___ 本文抜粋

この場合、ねじ止め部113a〜114bの平面度やねじ止め時の、ねじの回転による歪み等が荷重伝達機構の精度に影響する。この傾向は秤量装置の精度が向上するに従って顕著になり、秤量装置全体の精度に大きく影響することになる。
【0009】
このため、大型のワッシャを使用することにより歪みの発生を押さえたり、平面度の高い別部品を作成し、この別部品を介して取り付けを行う等の工夫がなされている。しかし、この方法にも限界があり、例え歪みの発生は防止できても、荷重伝達部材113、二つのばね部材114の取り付け位置や、ねじ込み強度度の微妙な差により、それぞれの荷重伝達機構毎に性能のばらつきが生じてしまうのが実情である。
【0010】
また、荷重伝達部材113及びばね部材114共にプレス加工で押しつぶしが可能な材料により形成されている。荷重伝達機構を構成する部品はアルミ材等特定の金属材料により形成されているが、アルミ材は押しつぶし加工をすると素材にクラックが生じてしまう。このため前記部材はアルミ材とは異なる材料により形成される必要があり、これら荷重伝達部材113及びばね部材114の温度係数が他の部品と異なることになって、秤量装置全体の温度特性に対して悪影響を与えている。
【0011】
更に、プレス加工自体にも問題がある。即ち、プレス加工により対象部分を押しつぶす方法は、加工精度が安定せず、例えば薄肉部の厚さが異なったり、あるいはこの厚さの差に起因して部品の全長が異なったりする等、ばらつきが多く、部品としての歩留りが悪いだけでなく、秤量装置の性能悪化の原因となっている。

______
___ データ項目

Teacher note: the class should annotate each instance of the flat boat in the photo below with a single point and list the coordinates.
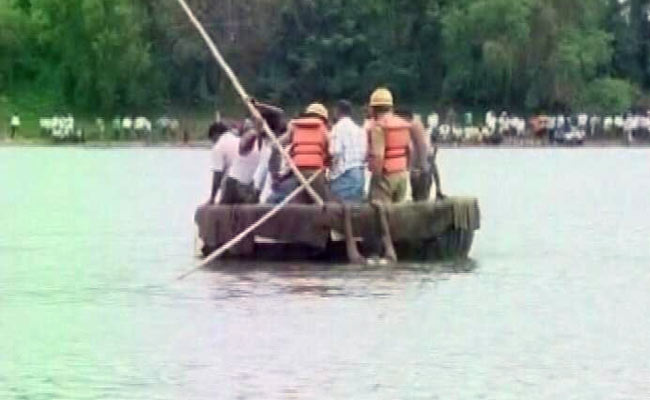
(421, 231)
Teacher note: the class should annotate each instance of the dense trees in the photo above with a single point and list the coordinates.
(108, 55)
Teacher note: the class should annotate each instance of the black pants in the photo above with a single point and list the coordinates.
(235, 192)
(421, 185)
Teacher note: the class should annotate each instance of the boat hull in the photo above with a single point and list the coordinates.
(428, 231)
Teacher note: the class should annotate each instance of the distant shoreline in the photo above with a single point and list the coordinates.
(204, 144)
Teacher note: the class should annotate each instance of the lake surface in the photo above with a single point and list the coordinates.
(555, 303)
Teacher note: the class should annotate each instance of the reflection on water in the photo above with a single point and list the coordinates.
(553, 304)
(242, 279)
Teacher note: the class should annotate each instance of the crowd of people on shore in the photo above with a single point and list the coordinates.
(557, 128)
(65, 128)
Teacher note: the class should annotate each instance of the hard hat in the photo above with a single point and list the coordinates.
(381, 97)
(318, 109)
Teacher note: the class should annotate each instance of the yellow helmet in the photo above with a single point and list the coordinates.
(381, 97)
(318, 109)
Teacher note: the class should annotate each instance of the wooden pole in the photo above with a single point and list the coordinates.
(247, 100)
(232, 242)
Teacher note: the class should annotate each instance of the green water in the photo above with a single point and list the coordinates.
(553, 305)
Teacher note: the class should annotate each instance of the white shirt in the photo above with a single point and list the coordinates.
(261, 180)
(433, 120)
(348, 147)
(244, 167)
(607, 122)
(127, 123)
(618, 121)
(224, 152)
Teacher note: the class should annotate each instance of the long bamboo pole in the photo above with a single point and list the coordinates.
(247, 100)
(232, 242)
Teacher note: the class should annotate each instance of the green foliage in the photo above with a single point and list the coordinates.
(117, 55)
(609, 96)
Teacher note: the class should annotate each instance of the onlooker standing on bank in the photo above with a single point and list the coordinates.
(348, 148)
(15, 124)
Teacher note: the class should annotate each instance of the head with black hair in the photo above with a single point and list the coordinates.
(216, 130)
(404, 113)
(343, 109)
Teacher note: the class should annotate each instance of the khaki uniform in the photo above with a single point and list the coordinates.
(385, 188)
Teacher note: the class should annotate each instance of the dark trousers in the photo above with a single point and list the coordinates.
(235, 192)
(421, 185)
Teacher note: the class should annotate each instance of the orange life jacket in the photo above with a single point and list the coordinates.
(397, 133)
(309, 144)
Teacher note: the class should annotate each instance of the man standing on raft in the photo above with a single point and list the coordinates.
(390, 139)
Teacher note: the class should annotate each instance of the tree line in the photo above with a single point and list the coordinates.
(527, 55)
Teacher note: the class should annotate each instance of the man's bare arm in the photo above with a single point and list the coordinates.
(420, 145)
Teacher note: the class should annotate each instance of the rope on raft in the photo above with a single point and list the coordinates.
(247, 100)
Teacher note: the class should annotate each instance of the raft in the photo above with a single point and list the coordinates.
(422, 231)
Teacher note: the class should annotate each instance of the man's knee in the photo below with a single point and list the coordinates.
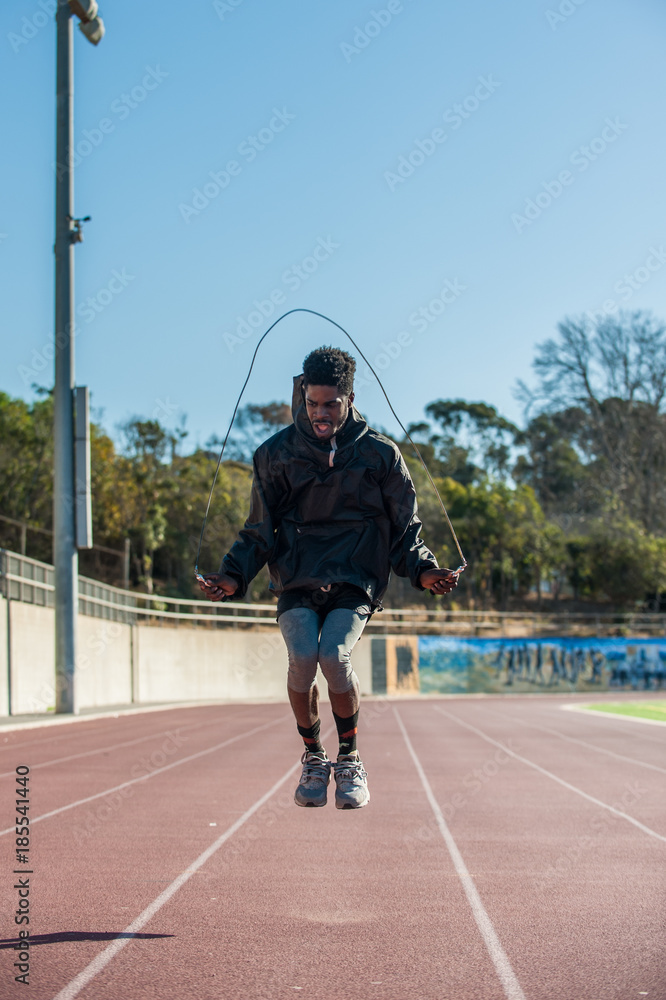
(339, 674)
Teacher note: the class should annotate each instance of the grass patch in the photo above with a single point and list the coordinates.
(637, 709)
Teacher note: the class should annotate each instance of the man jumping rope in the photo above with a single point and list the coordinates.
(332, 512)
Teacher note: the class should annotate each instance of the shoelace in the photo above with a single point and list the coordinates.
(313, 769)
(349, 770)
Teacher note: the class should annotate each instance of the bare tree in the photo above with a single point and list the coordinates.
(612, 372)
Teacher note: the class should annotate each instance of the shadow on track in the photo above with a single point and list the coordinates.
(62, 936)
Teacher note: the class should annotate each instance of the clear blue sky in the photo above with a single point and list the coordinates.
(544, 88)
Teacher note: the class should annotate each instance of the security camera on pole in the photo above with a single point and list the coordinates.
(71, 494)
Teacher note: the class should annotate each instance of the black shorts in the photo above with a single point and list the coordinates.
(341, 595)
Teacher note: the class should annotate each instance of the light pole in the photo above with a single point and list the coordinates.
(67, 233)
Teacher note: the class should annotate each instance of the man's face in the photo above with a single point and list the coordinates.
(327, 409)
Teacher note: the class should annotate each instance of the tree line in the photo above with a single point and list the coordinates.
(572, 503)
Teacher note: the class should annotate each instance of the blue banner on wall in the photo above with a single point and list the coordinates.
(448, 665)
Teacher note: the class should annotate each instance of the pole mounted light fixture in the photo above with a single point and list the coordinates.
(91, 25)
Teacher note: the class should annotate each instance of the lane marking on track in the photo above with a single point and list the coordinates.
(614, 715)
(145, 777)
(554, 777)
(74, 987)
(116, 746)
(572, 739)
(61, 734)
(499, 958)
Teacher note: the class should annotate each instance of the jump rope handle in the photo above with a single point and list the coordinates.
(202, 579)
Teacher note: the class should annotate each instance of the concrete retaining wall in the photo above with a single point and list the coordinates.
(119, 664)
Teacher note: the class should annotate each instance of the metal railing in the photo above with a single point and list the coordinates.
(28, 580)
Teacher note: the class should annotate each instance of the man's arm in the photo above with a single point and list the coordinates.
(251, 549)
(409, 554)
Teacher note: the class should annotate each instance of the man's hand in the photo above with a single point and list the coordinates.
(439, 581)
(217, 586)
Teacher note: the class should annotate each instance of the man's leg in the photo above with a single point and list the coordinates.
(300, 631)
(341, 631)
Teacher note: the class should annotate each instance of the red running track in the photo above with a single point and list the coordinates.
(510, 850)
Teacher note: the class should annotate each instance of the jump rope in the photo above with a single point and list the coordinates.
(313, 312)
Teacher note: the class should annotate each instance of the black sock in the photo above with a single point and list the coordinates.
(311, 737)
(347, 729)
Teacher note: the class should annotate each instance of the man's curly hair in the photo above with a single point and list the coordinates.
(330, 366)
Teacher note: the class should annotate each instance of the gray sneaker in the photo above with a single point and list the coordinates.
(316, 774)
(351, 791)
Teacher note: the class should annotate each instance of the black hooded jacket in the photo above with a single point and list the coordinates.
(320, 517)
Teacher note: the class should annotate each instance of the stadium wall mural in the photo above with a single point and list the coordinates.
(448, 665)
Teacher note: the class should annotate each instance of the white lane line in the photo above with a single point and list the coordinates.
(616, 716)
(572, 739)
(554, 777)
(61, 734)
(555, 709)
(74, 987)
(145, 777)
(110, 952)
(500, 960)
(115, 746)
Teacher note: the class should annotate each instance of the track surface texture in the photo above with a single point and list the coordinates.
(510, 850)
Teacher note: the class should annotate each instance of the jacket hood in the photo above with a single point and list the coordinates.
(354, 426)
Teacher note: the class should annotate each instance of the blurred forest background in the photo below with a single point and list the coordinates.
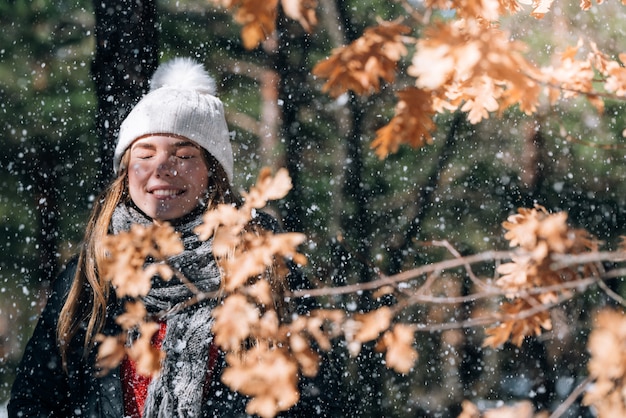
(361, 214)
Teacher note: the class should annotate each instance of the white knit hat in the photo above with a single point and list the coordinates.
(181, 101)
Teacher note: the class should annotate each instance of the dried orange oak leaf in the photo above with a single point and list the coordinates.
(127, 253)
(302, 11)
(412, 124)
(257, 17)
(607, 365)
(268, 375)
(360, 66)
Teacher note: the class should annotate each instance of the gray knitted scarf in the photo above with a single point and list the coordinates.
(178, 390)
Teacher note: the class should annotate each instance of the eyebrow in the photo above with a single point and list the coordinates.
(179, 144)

______
___ データ項目

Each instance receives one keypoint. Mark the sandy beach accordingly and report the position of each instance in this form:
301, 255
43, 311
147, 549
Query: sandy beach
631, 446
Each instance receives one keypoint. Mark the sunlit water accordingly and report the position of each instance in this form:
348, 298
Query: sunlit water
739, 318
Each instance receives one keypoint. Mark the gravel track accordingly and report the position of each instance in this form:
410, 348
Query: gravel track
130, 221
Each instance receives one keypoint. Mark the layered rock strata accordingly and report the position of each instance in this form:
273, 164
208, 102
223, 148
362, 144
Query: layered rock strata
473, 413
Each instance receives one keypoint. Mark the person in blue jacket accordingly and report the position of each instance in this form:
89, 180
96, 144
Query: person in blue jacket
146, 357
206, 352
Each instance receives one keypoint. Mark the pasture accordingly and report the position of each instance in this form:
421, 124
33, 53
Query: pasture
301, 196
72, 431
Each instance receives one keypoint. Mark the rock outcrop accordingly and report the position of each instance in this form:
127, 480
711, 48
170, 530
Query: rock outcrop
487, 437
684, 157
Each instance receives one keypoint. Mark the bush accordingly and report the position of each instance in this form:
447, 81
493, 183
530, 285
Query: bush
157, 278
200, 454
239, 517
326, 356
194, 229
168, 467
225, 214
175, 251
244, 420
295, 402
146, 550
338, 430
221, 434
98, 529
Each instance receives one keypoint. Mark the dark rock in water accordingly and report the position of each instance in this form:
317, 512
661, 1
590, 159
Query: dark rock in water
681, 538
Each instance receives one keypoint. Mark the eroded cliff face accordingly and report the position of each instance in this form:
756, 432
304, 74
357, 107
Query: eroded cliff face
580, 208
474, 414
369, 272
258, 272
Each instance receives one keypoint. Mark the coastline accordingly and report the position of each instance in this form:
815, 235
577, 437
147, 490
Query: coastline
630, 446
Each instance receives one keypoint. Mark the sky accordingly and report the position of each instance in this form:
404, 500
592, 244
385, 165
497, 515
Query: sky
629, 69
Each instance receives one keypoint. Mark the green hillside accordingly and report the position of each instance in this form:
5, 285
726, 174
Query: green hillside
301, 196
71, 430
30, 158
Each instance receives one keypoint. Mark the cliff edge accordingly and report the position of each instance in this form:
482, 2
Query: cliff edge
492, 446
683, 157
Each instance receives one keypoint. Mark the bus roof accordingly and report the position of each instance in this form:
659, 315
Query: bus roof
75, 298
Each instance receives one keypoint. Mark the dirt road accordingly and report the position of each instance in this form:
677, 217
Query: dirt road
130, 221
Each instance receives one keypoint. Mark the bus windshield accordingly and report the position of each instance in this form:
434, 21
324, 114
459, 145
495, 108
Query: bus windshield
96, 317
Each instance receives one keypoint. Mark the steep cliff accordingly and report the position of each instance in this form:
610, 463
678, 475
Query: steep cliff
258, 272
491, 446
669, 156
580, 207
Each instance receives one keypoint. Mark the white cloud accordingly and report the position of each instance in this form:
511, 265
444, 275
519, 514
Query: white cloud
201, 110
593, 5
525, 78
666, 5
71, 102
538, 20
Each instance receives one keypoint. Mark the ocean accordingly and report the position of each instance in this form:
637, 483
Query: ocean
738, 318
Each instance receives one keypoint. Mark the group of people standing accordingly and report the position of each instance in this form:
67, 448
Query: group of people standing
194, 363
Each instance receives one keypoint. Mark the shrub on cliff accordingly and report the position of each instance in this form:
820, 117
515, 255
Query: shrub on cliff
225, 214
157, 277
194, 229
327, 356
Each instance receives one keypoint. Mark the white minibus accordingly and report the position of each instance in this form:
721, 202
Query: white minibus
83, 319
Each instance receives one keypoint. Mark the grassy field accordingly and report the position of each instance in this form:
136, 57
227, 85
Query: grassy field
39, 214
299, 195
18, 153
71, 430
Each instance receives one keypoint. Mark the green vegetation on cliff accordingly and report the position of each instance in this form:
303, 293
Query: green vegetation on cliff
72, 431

______

取り組む課題 –
秤量装置の荷重伝達機構を論じた本文抜粋の最後の文を受けて、その続きを書き継ぎなさい。

課題の解答 –
【0012】
一方、プレス加工を用いない加工方法として、マシニングセンターによる切削加工(MC加工)による方法が提案されている。このMC加工によれば加工形状も設計どおりのものが実現できる。また、前記各部品113、114の取り付け時の問題の一つとして、ねじ止め部113a〜114b自体の歪みも問題となるが、この歪みの発生はねじ止め部の肉厚を厚くすることで解決できる。因みに、プレス加工では部品全体の肉厚を厚くすると薄肉部のプレス成形が不可能となるため、図9(A)の符号114´で示すように、はね部材114の側面からみても、ねじ止め部114a、114bの肉厚は比較的薄いものである。この点に関しても、MC加工では素材の肉厚に関係なく成形が可能であり、取り付け精度の高い部品を提供することができる。
【0013】
しかし、図9(A)に示すように支点、力点として複数の部品(図示では3点)を取り付けることには変わりなく、複数の部品の取り付け状態のばらつきという問題は依然として残っている。またMC加工は加工コストが高いと言う点でも問題である。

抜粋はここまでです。